The epidemiology of rheumatoid arthritis (RA) is influenced by a number of factors, including survival, changes in diagnostic tools, and temporal trends in environmental factors that may promote or protect from disease. Here, Myasoedova et al (Arthritis Rheum 2010; 62(6): 1576) explore the trends in RA incidence and prevalence over 50 years in a population-based cohort study conducted in Olmsted County, Minnesota.
Linked records for participants included in the Rochester Epidemiology Project, which includes nearly all of the inhabitants of Olmsted County, Minnesota, were examined for RA diagnosed between 1995 and 2007. Questionable cases were adjudicated by the investigators. Incidence and prevalence estimates were tracked over time and added to prior estimates collected for the period 1955-1994. Incidence rates were age and gender adjusted to the population of U.S. Caucasians from 2000.
Among 1,761 arthritis diagnoses in adults between 1995 and 2007, 466 were confirmed as having RA. Most were female (69%) with a mean age of 56 years at diagnosis. Rheumatoid factor (RF) was present in 66% and 20% had evidence for erosions within the first year after diagnosis. Compared to prior periods, smoking in men, but not women, had decreased from the 1985-1994 period. The demographic adjusted incidence rate for RA was 41 per 100,000 (95% CI 37, 45), 53 per 100,000 in women and 28 per 100,000 in men. The maximum incidence was in the age group 65-74 years of age. Over the decade studied, RA incidence increased 2.5% per year in women (95% CI 0.3, 4.7%); however, there was no significant change in men. There was no difference in incidence rate trends according to RF status or age at diagnosis. Accordingly, the prevalence of RA increased in women (0.98% compared to the estimate of 0.77% from the previous decade), but was unchanged in men. From these prevalence rates, there are an estimated 1.5 million U.S. adults with RA.

REQUIRED ACTIONS:
1 > Decide whether each statement agrees with the passage on rheumatoid arthritis trends in Olmsted County. Answer yes or no for each, quoting the words of the passage that decide it.
(a) Most of the confirmed rheumatoid arthritis cases from 1995 to 2007 were women.
(b) Rheumatoid arthritis incidence in men rose significantly over the decade studied.
(c) Incidence rate trends differed according to rheumatoid factor status.
2 > Carry on the passage about rheumatoid arthritis trends in Olmsted County past its final sentence.

EXTRACTED MATERIAL:
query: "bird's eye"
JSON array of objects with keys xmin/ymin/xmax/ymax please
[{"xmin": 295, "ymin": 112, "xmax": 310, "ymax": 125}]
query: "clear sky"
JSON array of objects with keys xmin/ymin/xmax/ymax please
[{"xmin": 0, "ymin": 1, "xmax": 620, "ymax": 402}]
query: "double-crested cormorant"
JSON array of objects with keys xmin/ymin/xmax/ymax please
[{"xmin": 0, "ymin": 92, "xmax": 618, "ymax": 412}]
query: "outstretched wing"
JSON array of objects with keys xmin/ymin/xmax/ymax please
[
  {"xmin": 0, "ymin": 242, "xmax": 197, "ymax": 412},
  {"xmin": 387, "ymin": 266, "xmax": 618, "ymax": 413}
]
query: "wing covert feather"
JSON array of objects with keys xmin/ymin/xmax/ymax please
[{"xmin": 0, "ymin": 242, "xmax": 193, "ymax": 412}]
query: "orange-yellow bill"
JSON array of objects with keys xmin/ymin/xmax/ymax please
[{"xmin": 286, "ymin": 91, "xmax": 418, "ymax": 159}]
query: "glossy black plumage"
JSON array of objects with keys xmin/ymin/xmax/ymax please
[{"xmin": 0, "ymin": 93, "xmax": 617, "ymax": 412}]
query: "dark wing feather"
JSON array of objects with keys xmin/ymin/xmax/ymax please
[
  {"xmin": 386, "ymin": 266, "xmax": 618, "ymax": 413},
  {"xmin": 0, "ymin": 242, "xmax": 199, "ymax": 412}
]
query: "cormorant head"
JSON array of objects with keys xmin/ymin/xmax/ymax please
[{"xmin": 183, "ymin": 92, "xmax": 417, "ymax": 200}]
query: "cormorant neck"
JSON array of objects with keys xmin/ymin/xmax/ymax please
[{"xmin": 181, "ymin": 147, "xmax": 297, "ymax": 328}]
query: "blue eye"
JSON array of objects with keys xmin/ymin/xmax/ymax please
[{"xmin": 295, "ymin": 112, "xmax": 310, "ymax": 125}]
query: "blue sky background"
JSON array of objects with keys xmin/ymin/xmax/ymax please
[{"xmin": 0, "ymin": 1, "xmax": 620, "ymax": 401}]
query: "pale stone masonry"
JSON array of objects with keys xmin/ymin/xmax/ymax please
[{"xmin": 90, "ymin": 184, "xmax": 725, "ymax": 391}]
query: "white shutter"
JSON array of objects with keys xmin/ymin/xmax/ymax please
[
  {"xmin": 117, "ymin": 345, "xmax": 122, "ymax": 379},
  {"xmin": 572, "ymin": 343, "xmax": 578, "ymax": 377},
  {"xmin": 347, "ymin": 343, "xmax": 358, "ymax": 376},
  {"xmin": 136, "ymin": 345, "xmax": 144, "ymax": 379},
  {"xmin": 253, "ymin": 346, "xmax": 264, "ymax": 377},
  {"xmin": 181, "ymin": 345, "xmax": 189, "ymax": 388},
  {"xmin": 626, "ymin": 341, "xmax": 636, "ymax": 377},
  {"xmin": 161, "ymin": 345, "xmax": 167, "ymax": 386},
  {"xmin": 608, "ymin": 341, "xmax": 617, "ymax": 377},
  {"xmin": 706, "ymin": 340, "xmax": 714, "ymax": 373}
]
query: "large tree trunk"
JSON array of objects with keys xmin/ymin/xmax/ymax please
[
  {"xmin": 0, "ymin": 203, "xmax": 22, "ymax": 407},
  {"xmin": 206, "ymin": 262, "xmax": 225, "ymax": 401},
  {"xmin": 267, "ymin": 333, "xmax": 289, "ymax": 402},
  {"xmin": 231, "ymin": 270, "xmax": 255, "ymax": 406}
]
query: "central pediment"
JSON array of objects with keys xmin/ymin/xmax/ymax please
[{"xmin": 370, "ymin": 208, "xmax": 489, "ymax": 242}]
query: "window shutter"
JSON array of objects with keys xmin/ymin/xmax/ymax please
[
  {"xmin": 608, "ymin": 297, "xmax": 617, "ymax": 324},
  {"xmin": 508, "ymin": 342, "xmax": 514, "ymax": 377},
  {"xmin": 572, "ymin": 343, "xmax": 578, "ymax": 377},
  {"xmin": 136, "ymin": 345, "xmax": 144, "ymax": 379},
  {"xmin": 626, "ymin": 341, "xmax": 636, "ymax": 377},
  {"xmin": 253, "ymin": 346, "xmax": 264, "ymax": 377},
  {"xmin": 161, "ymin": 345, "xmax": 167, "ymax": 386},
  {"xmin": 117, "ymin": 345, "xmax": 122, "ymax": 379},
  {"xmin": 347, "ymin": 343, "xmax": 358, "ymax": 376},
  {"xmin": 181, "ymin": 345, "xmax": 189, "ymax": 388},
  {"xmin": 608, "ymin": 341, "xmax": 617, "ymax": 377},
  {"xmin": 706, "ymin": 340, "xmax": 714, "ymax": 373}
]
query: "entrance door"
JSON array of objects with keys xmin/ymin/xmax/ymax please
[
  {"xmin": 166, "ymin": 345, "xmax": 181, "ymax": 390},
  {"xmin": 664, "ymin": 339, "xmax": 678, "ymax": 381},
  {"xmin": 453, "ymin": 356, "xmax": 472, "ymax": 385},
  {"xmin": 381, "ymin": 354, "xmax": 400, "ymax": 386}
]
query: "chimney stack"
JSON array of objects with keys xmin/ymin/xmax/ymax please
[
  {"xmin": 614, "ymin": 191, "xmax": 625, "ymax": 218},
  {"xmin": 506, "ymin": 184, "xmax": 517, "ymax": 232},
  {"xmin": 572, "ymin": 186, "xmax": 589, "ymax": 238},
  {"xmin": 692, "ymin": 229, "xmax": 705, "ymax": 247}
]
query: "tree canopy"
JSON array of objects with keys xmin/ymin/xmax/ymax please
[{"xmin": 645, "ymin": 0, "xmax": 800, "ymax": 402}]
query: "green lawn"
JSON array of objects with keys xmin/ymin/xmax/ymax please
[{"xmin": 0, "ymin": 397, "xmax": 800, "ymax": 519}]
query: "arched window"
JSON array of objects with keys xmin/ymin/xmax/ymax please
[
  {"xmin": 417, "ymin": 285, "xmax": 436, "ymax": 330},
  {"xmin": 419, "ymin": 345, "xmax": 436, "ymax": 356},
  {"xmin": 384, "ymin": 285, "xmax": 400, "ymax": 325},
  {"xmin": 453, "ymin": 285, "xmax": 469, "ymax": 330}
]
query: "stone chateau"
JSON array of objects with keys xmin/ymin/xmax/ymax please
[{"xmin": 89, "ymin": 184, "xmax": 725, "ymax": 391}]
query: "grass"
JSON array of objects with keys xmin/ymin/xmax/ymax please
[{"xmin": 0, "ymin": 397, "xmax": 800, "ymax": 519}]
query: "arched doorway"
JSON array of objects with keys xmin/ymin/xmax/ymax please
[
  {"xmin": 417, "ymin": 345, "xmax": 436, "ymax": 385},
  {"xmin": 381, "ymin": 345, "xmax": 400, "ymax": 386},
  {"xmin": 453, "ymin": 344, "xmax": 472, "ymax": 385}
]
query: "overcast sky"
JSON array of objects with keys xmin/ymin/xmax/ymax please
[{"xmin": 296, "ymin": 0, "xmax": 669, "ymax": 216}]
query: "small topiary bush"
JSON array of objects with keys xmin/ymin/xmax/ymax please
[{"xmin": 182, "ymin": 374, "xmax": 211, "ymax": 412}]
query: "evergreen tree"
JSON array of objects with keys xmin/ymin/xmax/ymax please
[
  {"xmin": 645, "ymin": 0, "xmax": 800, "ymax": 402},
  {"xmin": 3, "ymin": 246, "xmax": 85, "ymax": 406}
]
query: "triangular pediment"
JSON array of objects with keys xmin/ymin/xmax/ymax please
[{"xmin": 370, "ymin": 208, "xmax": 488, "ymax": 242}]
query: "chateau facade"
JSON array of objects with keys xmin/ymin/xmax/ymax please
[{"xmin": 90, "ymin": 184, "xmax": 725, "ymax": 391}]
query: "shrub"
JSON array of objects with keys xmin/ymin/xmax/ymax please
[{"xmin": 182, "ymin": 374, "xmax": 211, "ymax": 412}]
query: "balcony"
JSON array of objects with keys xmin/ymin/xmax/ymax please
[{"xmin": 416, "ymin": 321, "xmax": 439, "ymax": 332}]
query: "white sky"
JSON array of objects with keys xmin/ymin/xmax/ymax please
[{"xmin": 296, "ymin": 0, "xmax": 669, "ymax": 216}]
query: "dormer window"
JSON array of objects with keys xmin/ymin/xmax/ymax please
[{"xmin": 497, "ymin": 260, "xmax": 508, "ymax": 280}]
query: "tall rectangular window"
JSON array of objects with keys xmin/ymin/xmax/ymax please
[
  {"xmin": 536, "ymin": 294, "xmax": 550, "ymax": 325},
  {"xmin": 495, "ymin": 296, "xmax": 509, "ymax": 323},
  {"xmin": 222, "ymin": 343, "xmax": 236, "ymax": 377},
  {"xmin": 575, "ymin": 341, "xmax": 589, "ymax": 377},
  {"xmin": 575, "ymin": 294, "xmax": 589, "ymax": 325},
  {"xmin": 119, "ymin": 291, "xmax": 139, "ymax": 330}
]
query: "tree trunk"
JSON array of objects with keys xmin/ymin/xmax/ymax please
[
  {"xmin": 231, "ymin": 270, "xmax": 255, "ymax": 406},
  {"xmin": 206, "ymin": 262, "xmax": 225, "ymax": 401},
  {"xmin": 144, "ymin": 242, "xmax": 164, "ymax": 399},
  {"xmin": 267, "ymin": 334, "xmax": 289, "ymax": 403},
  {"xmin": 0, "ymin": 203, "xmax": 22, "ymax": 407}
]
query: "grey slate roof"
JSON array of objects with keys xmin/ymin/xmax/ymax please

ANSWERS TO EACH TASK:
1 >
(a) Yes: "Most were female (69%)"
(b) No: "however, there was no significant change in men."
(c) No: "There was no difference in incidence rate trends according to RF status or age at diagnosis."

2 >
Recent trends in RA incidence from Rochester County, Minnesota indicate an increase in women, but no change in men.
These are interesting findings, considering that prior estimates had indicated a decline in RA incidence over the preceding several decades. The reasons behind the increase in women are unclear. Smoking is a strong risk factor for RA, and rates have not declined in U.S. women compared to men. Thus, it is possible that smoking could be the environmental risk factor implicated in the rise in RA incidence described here; however, other factors may contribute. Another explanation for the increase may be shifts in diagnosis, particularly the additional of anti-CCP antibodies to clinical practice. Shifts in diagnosis may result in including patients with milder disease who may not have been classified previously with RA; however, one would expect changing trends in diagnosis to affect men and women equally.